Tasks to carry out:
**A.** Answer these questions from the passage below about the Trump audio recording:
(i) Where was the 2021 meeting held?
(ii) On how many criminal counts was Trump arraigned this month?
(iii) In whose case is the recording a key piece of evidence?
**B.** Repeat word for word the part of the passage below about the Trump audio recording, starting at "The recording is" and ending at "to all charges.".

Passage to read:
▬▬▬▬▬▬▬▬▬▬

Trump made the comments to Semafor and ABC News a day after CNN first aired a shocking two-minute clip of him at a 2021 meeting in Bedminster, New Jersey, with people working on the memoir of his former chief of staff Mark Meadows. In the audio, the former president can be heard describing a document complied by Gen. Mark Milley, chairman of the Joint Chiefs of Staff when Trump was president, on potential attacks on Iran.

“Look. This was him. They presented me this ― this is off the record, but ― they presented me this. This was him. This was the Defense Department and him,” Trump said of the papers he was showing. “All sorts of stuff, pages long. Let’s see here… Isn’t that amazing. This totally wins my case, you know, except that it is like highly confidential, secret, this is secret information.”

Trump told reporters aboard his plane Tuesday that those comments were not damning, that they were actually just his typical bluster.

“I would say it was bravado, if you want to know the truth, it was bravado,” Trump told Semafor and ABC News. “I was talking and just holding up papers and talking about them, but I had no documents. I didn’t have any documents.”

“I just held up a whole pile of — my desk is loaded up with papers,” he added. “I have papers from 25 different things.”

The audio clip published this week, however, seems to show Trump knew the documents he was handling during the 2021 meeting were sensitive.

“See, as president I could have declassified it,” Trump said in the clip. “Now I can’t, you know, but this is still a secret.”

The former president has cycled through a series of defenses amid the inquiry into his behavior post-White House. Trump has maintained he was allowed to take anything he wanted when he left office and that he had a standing order to declassify anything removed from the Oval Office during his tenure.

On Monday, he added the audio clip was “actually an exoneration,” attacking prosecutors and calling the investigation another witch hunt.

The recording is a key piece of evidence in special counsel Jack Smith’s case into the former president’s handling of classified files after he left the White House, and it is one of two conversations prosecutors reference in their indictment.

Trump was arraigned on 37 criminal counts this month. He pleaded not guilty to all charges.

▬▬▬▬▬▬▬▬▬▬

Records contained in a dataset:

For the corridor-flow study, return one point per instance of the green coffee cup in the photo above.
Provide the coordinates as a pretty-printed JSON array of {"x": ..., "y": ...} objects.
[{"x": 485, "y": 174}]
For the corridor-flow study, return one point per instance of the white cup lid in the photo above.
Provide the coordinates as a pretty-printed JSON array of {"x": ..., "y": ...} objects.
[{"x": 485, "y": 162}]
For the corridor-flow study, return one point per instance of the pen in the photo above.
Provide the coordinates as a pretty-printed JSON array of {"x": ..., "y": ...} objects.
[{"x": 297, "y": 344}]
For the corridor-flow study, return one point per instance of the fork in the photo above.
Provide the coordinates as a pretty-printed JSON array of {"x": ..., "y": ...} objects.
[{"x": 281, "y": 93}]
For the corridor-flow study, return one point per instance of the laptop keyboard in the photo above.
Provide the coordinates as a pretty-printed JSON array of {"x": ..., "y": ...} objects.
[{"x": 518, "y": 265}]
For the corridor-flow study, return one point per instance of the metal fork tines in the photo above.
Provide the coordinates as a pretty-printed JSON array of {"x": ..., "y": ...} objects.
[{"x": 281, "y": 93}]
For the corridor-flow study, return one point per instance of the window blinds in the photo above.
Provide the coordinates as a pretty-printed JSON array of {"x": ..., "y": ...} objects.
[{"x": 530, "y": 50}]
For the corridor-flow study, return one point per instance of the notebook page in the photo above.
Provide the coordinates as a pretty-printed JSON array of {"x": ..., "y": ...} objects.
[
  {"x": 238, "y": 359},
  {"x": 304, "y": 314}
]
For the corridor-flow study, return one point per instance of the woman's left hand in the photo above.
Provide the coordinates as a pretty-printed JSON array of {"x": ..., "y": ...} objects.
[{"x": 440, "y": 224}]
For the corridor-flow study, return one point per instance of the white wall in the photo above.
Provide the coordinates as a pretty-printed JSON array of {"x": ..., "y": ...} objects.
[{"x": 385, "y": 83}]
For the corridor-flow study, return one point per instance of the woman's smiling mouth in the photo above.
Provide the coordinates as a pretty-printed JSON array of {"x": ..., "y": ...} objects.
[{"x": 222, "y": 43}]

▬▬▬▬▬▬▬▬▬▬

Answers to the problems:
**A.**
(i) Bedminster, New Jersey
(ii) 37
(iii) Special counsel Jack Smith's

**B.**
The recording is a key piece of evidence in special counsel Jack Smith’s case into the former president’s handling of classified files after he left the White House, and it is one of two conversations prosecutors reference in their indictment.

Trump was arraigned on 37 criminal counts this month. He pleaded not guilty to all charges.